Exact repetition of every entry is required.

===== RECORDS SUPPLIED

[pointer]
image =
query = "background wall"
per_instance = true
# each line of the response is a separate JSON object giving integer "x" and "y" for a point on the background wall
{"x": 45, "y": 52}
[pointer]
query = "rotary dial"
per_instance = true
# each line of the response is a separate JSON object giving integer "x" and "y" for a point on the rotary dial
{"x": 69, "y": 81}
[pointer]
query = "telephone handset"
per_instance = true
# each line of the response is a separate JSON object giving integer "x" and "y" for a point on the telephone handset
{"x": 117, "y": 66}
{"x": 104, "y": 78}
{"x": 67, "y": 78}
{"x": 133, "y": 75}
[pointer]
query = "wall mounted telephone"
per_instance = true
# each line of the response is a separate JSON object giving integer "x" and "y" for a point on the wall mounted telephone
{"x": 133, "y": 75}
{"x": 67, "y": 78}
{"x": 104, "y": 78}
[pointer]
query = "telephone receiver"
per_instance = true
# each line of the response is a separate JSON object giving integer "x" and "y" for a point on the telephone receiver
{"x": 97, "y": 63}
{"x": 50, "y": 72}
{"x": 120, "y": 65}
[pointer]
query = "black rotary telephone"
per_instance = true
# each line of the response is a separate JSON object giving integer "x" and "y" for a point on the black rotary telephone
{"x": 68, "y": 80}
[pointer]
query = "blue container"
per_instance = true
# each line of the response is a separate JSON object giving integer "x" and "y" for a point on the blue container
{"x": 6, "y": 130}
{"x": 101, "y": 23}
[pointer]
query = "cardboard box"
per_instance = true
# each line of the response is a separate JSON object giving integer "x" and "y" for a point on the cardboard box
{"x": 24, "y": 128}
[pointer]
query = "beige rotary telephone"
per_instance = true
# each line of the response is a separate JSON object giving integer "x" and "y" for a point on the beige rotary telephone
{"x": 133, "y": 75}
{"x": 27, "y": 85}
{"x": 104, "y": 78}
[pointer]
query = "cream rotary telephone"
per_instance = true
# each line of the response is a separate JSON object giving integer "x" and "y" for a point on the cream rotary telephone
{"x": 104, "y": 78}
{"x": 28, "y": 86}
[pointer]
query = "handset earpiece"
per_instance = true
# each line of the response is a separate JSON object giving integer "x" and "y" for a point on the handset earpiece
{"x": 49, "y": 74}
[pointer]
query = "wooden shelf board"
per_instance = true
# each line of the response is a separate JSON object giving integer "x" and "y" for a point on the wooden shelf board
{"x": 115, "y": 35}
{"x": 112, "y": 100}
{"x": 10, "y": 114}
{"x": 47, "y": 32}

==========

RESPONSE BELOW:
[pointer]
image =
query = "background wall"
per_instance = true
# each line of the response is a separate JSON object giving integer "x" and "y" for a point on the background wall
{"x": 45, "y": 52}
[pointer]
query = "rotary dial"
per_instance = true
# each line of the response is a separate JSON object giving integer "x" and "y" for a point on the rotary dial
{"x": 69, "y": 81}
[pointer]
query = "telephone handset"
per_instance = true
# each line of the response is a separate JSON object giving integer "x" and "y" for a point on the telephone handset
{"x": 117, "y": 66}
{"x": 104, "y": 78}
{"x": 67, "y": 78}
{"x": 133, "y": 75}
[pointer]
query = "wall mounted telephone"
per_instance = true
# each line of the response is a separate JSON object giving integer "x" and "y" for a point on the wall mounted telephone
{"x": 133, "y": 75}
{"x": 67, "y": 78}
{"x": 104, "y": 78}
[pointer]
query = "telephone receiver"
per_instance = true
# each line of the response is a separate JSON object giving integer "x" and "y" for a point on the telephone receiver
{"x": 97, "y": 63}
{"x": 50, "y": 72}
{"x": 120, "y": 65}
[pointer]
query = "black rotary telephone"
per_instance = true
# each line of the response is a separate JSON object giving integer "x" and "y" for a point on the black rotary telephone
{"x": 68, "y": 80}
[pointer]
query = "blue container"
per_instance = true
# each line of the response is a separate JSON object giving integer "x" and "y" for a point on the blue container
{"x": 6, "y": 130}
{"x": 101, "y": 23}
[pointer]
query = "cardboard box"
per_instance = true
# each line of the response is a separate JSON object giving integer "x" and "y" for a point on the cardboard box
{"x": 24, "y": 128}
[pointer]
query = "beige rotary telephone"
per_instance = true
# each line of the response is a separate JSON object giving integer "x" and "y" for a point on the beige rotary telephone
{"x": 133, "y": 75}
{"x": 27, "y": 85}
{"x": 104, "y": 78}
[pointer]
query = "cream rotary telephone"
per_instance = true
# each line of the response is a separate JSON object giving integer "x" and "y" for a point on the cream rotary telephone
{"x": 104, "y": 78}
{"x": 28, "y": 86}
[pointer]
query = "handset earpiece"
per_instance = true
# each line of the response is a separate JSON object giving integer "x" and "y" for a point on the handset earpiece
{"x": 49, "y": 74}
[pointer]
query = "wooden shelf board"
per_instance = true
# each line of the response is a separate JSON object giving integer "x" and "y" for a point on the wooden shelf board
{"x": 115, "y": 35}
{"x": 112, "y": 100}
{"x": 10, "y": 114}
{"x": 47, "y": 32}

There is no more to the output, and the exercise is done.